start Dataset excerpts

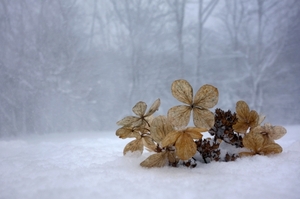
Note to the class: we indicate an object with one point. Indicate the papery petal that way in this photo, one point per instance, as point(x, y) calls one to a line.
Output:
point(135, 145)
point(182, 91)
point(206, 97)
point(195, 132)
point(179, 116)
point(253, 141)
point(129, 121)
point(140, 108)
point(148, 143)
point(170, 139)
point(271, 149)
point(203, 118)
point(185, 147)
point(127, 132)
point(154, 107)
point(160, 128)
point(155, 160)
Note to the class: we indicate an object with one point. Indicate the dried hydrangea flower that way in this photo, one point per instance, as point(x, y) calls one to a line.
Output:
point(259, 144)
point(183, 141)
point(205, 98)
point(246, 118)
point(142, 117)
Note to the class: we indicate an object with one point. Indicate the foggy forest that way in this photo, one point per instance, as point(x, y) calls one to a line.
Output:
point(81, 65)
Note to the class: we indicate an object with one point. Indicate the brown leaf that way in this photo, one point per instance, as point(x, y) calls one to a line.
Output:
point(170, 139)
point(185, 146)
point(154, 107)
point(129, 121)
point(195, 132)
point(182, 91)
point(155, 160)
point(140, 108)
point(206, 97)
point(203, 118)
point(253, 141)
point(160, 127)
point(127, 132)
point(179, 116)
point(135, 145)
point(148, 143)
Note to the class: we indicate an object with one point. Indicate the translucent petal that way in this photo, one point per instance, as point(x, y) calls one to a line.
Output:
point(127, 132)
point(182, 91)
point(154, 107)
point(160, 127)
point(195, 132)
point(179, 116)
point(253, 141)
point(135, 145)
point(185, 147)
point(148, 143)
point(155, 160)
point(206, 97)
point(170, 139)
point(128, 121)
point(140, 108)
point(203, 118)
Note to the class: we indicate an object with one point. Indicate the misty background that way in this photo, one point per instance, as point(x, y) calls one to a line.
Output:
point(81, 65)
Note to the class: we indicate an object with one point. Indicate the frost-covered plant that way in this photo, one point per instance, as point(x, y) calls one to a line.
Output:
point(172, 142)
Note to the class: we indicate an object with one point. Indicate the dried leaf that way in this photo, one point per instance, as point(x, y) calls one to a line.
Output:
point(129, 121)
point(160, 127)
point(148, 143)
point(253, 141)
point(140, 108)
point(154, 107)
point(203, 118)
point(179, 116)
point(155, 160)
point(135, 145)
point(127, 132)
point(170, 139)
point(185, 146)
point(206, 97)
point(194, 132)
point(182, 91)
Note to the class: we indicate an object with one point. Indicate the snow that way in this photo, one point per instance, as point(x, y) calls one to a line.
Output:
point(91, 165)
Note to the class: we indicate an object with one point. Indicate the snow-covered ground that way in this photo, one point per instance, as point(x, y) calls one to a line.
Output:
point(91, 165)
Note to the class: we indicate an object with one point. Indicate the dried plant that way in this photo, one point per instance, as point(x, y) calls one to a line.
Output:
point(171, 141)
point(223, 128)
point(205, 98)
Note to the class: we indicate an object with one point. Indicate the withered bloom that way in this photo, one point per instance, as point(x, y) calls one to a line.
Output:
point(205, 98)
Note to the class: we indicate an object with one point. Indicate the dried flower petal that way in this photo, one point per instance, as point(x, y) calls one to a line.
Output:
point(148, 143)
point(154, 107)
point(185, 146)
point(160, 127)
point(140, 108)
point(206, 97)
point(127, 132)
point(135, 145)
point(170, 139)
point(203, 118)
point(179, 116)
point(155, 160)
point(182, 91)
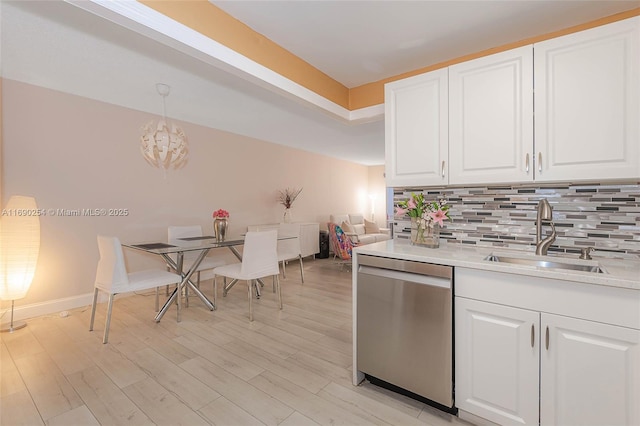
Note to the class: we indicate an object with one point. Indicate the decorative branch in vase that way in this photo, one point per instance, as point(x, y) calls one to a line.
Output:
point(220, 224)
point(426, 219)
point(286, 198)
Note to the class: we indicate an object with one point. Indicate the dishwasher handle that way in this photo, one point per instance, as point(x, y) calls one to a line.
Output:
point(406, 276)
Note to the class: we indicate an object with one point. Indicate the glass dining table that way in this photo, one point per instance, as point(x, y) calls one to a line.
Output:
point(202, 245)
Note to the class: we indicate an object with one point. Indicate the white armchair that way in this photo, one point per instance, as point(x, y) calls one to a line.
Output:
point(360, 230)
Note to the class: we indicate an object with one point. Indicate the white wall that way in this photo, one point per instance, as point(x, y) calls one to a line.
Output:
point(75, 153)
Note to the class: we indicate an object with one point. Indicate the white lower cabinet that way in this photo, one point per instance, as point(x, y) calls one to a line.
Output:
point(589, 373)
point(522, 356)
point(497, 361)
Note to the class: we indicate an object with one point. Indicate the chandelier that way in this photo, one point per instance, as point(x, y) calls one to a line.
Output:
point(164, 146)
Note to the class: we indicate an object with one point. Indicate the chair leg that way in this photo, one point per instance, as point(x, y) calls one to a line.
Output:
point(93, 308)
point(250, 287)
point(279, 291)
point(301, 269)
point(108, 323)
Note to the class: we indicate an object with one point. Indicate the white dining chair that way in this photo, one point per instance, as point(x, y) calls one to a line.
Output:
point(205, 269)
point(112, 278)
point(289, 249)
point(259, 260)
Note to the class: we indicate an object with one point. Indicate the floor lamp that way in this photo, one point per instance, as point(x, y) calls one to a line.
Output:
point(19, 247)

end Dataset excerpts

■ Job
Reproduce every one of the records above verbatim, omitting the pictures.

■ Full response
Note to the class: we indicate an object with one point. Indicate the papery petal that way in this photo, one point per instance, as point(x, y) calls one to a line.
Output:
point(135, 145)
point(182, 91)
point(206, 97)
point(195, 132)
point(179, 116)
point(253, 141)
point(129, 121)
point(140, 108)
point(148, 143)
point(170, 139)
point(271, 149)
point(203, 118)
point(185, 147)
point(127, 132)
point(154, 107)
point(160, 128)
point(155, 160)
Note to the class: we indicate an object with one point. Indicate the dried hydrangea flower that way in this photo, one point per instance, as point(x, y) calls one to a line.
Output:
point(259, 144)
point(183, 141)
point(205, 98)
point(246, 118)
point(142, 117)
Note to the class: we indicate an object with one point. Indicate the foggy forest that way in this photo, one point per instance, as point(x, y) calls one to a line.
Output:
point(81, 65)
Note to the class: we indicate an object with one point. Indicate the brown leaf that way in this photo, one point per instance, as point(x, y) calls one to a line.
Output:
point(170, 139)
point(185, 146)
point(154, 107)
point(129, 121)
point(195, 132)
point(182, 91)
point(155, 160)
point(140, 108)
point(206, 97)
point(203, 118)
point(253, 141)
point(160, 127)
point(127, 132)
point(179, 116)
point(135, 145)
point(148, 143)
Note to the class: we indicate an object with one point. Indicate the translucent petal that way in this photo, one point per instance, as point(x, y) calls one to a line.
Output:
point(127, 132)
point(182, 91)
point(154, 107)
point(160, 127)
point(195, 132)
point(179, 116)
point(253, 141)
point(135, 145)
point(185, 147)
point(148, 143)
point(155, 160)
point(206, 97)
point(170, 139)
point(128, 121)
point(140, 108)
point(203, 118)
Note to the class: we indicate an object with one point. Indicate the misty background that way in this photo, one point per instance, as point(x, y) calls one to a line.
Output:
point(81, 65)
Note to the class: we indicate an object with one point. Indicate the frost-covered plant that way in this photo, one point per instance, as point(x, y) calls one to a line.
Output:
point(172, 142)
Note to the class: we indicate an object with one point. Indicate the dried leaf that way in this photo, one point per instance, as point(x, y) calls one to a line.
Output:
point(129, 121)
point(160, 127)
point(148, 143)
point(253, 141)
point(140, 108)
point(154, 107)
point(203, 118)
point(179, 116)
point(155, 160)
point(135, 145)
point(127, 132)
point(170, 139)
point(185, 146)
point(206, 97)
point(194, 132)
point(182, 91)
Note to the class: we indicate an object with one point. Indicate the snow that way in this photo, one point per instance, as point(x, y) calls one to a line.
Output:
point(91, 165)
Note to the class: we indicate an object with one point. Indicate the snow-covered ground that way in this photo, one point per instance, as point(x, y) calls one to a line.
Output:
point(91, 165)
Note to the class: we indicate an object with one point. Indicate the dried plant that way in this photo, one point per instance, as point(x, y) calls one to a line.
Output:
point(171, 141)
point(223, 128)
point(205, 98)
Note to the class: we indicate an object with one point. Indicate the withered bloom that way in this photo, one point per instance, as point(x, y) calls one to a line.
Output:
point(205, 98)
Note to the class: we indicate an object with one point. Indicate the dried flower petal that way in this photo, one point per instance, as point(x, y) calls one to a line.
Output:
point(148, 143)
point(154, 107)
point(185, 146)
point(160, 127)
point(140, 108)
point(206, 97)
point(127, 132)
point(135, 145)
point(170, 139)
point(203, 118)
point(179, 116)
point(155, 160)
point(182, 91)
Note to the class: we indicate an object with one point. Indicate the decorative branch in vase that way in this photo, one point per instance, as point(x, y) calls one to a line.
Output:
point(220, 224)
point(426, 219)
point(286, 198)
Note to the class: we indicate an object with one point. Indicate the dishwasher handle that way in this photo, one point per instance, as point(x, y) calls one to a line.
Output:
point(406, 276)
Note to the class: we indicate an object with one point. Indicate the glass dining table that way in this photo, one point per instance, as point(x, y) calls one to a line.
Output:
point(202, 245)
Note to the class: we indicate an object with one point. Indicate the white armchair that way in this photo, one point per instance, as point(x, y) calls one to a line.
Output:
point(360, 230)
Note to the class: we indicate an object with one point. Indicate the white wall that way in this photo, one point per instance, as point(x, y) calls one to a line.
Output:
point(75, 153)
Note to the class: we indicate an object with one point. Indicate the white lower cabinet that way in this photo, one point per instance, as point(x, y) calls one to a line.
Output:
point(589, 373)
point(522, 356)
point(497, 361)
Note to the class: we indicate an object with one point. Indicate the chandelier that way in this photo, one point per instance, as point(x, y) calls one to a line.
Output:
point(164, 146)
Note to the class: we indicate an object with one point. Indicate the chair leg that way in this photo, one point per instance, as point(x, y) calls one to a line.
Output:
point(93, 308)
point(250, 287)
point(279, 291)
point(301, 269)
point(108, 323)
Note to the class: we indicate an object with one point. Indicate the white dining chair that way in this photo, one point per instance, as point(x, y) calls one to a line.
Output:
point(205, 269)
point(112, 278)
point(289, 249)
point(259, 260)
Note to the class: we indicate an object with one point. Indicate the floor lamp that way in this photo, one point per instance, as point(x, y) calls one to a line.
Output:
point(19, 247)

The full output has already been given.